- [STATED EXERCISE 1]: Convert the saved entries below into a numbered list, running from the line containing "arch in this photo as pixel coordinates." through the end of the entries, with both ends included. Omit blank lines, and leave the pictures out of the list.

- [PAGE EXCERPT]:
# Stolen Audi S4



## BUGLASS21 (Oct 11, 2012)

Hey Guys

Father in Law Audi S4 was stolen this morning from Northampton, with out the key 

Police chased it twice but last seen on the M6 with different plates on



Thought be a good warning as I was surprised they took it with out the key in a matter of minutes

Also if you see one today Hooning around let me know, Thanks


----------



## djgregory (Apr 2, 2013)

Easier to take without the keys to be fair.

Hope its found soon before they dismantle it.

Have you asked on the Audi forums?


----------



## Deniance (Jun 28, 2008)

How the bloodu hell do you take it and use it and put petrol in it with no key?


----------



## BUGLASS21 (Oct 11, 2012)

djgregory said:


> Easier to take without the keys to be fair.
> 
> Hope its found soon before they dismantle it.
> 
> Have you asked on the Audi forums?


Not a member but think some one put a post up on the FB group


----------



## BUGLASS21 (Oct 11, 2012)

Deniance said:


> How the bloodu hell do you take it and use it and put petrol in it with no key?

- [STATED EXERCISE 2]: Rewrite the passage of the stolen Audi S4 thread from "## djgregory (Apr" up to and including "(Jun 28, 2008)", substituting "strip" for "dismantle".

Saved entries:
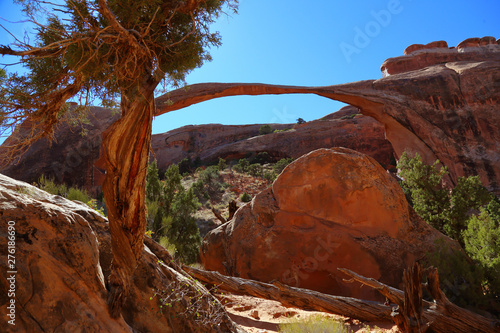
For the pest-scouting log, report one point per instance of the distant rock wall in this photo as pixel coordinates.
(348, 129)
(332, 208)
(440, 103)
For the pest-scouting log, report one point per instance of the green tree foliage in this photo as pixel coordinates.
(265, 129)
(242, 165)
(281, 165)
(99, 50)
(208, 184)
(454, 212)
(222, 165)
(482, 242)
(445, 210)
(245, 197)
(183, 232)
(170, 212)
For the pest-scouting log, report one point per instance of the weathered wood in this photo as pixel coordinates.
(412, 313)
(126, 148)
(438, 316)
(296, 297)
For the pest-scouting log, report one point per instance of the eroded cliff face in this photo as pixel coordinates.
(442, 103)
(71, 158)
(332, 208)
(209, 142)
(62, 252)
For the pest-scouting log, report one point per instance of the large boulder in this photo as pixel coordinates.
(332, 208)
(55, 256)
(344, 128)
(441, 103)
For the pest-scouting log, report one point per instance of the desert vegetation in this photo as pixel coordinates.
(467, 213)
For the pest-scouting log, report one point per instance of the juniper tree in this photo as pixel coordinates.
(108, 51)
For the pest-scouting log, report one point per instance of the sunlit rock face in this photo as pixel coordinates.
(332, 208)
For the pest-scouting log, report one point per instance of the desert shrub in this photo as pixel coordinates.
(445, 210)
(183, 232)
(48, 185)
(270, 176)
(255, 170)
(245, 197)
(222, 165)
(261, 158)
(281, 164)
(265, 129)
(459, 278)
(242, 165)
(185, 166)
(77, 194)
(208, 183)
(482, 243)
(313, 324)
(170, 210)
(466, 282)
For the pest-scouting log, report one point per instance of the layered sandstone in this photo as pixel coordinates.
(345, 128)
(73, 157)
(441, 103)
(332, 208)
(61, 260)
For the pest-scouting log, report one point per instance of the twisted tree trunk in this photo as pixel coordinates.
(126, 148)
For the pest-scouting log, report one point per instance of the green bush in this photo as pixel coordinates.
(281, 165)
(245, 197)
(49, 185)
(242, 165)
(77, 194)
(265, 129)
(445, 210)
(482, 243)
(222, 165)
(255, 170)
(466, 282)
(170, 211)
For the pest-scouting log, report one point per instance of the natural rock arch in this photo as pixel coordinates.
(444, 111)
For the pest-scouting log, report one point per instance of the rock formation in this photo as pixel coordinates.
(73, 157)
(344, 128)
(329, 209)
(439, 102)
(62, 258)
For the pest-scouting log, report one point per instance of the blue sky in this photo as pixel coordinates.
(315, 42)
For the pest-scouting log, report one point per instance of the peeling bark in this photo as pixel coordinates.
(126, 148)
(412, 313)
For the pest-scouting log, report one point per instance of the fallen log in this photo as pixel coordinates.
(411, 313)
(296, 297)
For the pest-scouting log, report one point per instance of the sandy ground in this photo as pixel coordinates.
(257, 315)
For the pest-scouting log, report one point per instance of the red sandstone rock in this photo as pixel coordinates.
(70, 158)
(62, 258)
(73, 158)
(442, 104)
(437, 53)
(329, 209)
(416, 47)
(209, 142)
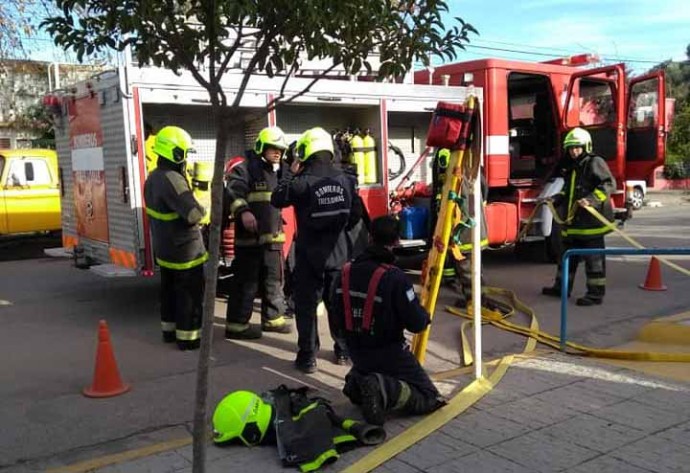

- [REPLY 1]:
1. For the pest-scouting log, report one point per instance of the natural rock arch in this photo as pixel coordinates.
2. (444, 111)
3. For the pest-scouting log, report one point per instance of the rock formation in this photo as pixel coordinates.
4. (73, 157)
5. (344, 128)
6. (329, 209)
7. (439, 102)
8. (62, 258)
9. For the pest-scouting log, report one point per instance of the blue sky in this photo as pixel coordinates.
10. (315, 42)
11. For the pest-scouting log, report one point per instance of the peeling bark in this photo as pixel coordinates.
12. (126, 148)
13. (412, 313)
14. For the pest-scouting log, report one point per instance of the fallen log in this photo as pixel coordinates.
15. (411, 313)
16. (296, 297)
17. For the pest-scouting log, report one point per instance of the sandy ground in this photo as pixel coordinates.
18. (257, 315)
19. For the pest-scouting log, report one point per instance of the red sandstone rock in this photo as pixel coordinates.
20. (70, 158)
21. (62, 258)
22. (73, 158)
23. (442, 104)
24. (437, 53)
25. (329, 209)
26. (416, 47)
27. (209, 142)

- [REPLY 2]:
## djgregory (Apr 2, 2013)

Easier to take without the keys to be fair.

Hope its found soon before they strip it.

Have you asked on the Audi forums?


----------



## Deniance (Jun 28, 2008)